-------- Records to use
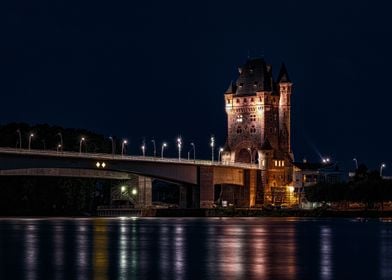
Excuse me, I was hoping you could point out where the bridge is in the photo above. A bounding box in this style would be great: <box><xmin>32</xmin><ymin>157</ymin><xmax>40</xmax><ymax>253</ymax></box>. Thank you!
<box><xmin>0</xmin><ymin>148</ymin><xmax>262</xmax><ymax>208</ymax></box>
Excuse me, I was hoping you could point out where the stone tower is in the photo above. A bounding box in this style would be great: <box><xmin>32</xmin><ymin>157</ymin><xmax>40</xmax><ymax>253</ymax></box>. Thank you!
<box><xmin>222</xmin><ymin>58</ymin><xmax>293</xmax><ymax>204</ymax></box>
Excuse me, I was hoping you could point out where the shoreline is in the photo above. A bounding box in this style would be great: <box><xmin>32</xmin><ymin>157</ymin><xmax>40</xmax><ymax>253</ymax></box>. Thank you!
<box><xmin>0</xmin><ymin>208</ymin><xmax>392</xmax><ymax>219</ymax></box>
----------------
Copy all of the entries above word for word, leaving out the pictures.

Excuse me, I was hoping you could point out where the bridge is in the photo above. A bounding box in this style would be great: <box><xmin>32</xmin><ymin>157</ymin><xmax>40</xmax><ymax>253</ymax></box>. Thank you!
<box><xmin>0</xmin><ymin>148</ymin><xmax>262</xmax><ymax>208</ymax></box>
Excuse me, I was hoping you could point out where the stone tower is in the photo above. A bounding box in this style would be great: <box><xmin>32</xmin><ymin>157</ymin><xmax>40</xmax><ymax>253</ymax></box>. Thank you!
<box><xmin>222</xmin><ymin>58</ymin><xmax>293</xmax><ymax>204</ymax></box>
Excuse me, I was hoping you could point out where the shoreline is in the photo above. A bounding box in this style would be great: <box><xmin>32</xmin><ymin>157</ymin><xmax>40</xmax><ymax>253</ymax></box>. Thank you!
<box><xmin>0</xmin><ymin>208</ymin><xmax>392</xmax><ymax>219</ymax></box>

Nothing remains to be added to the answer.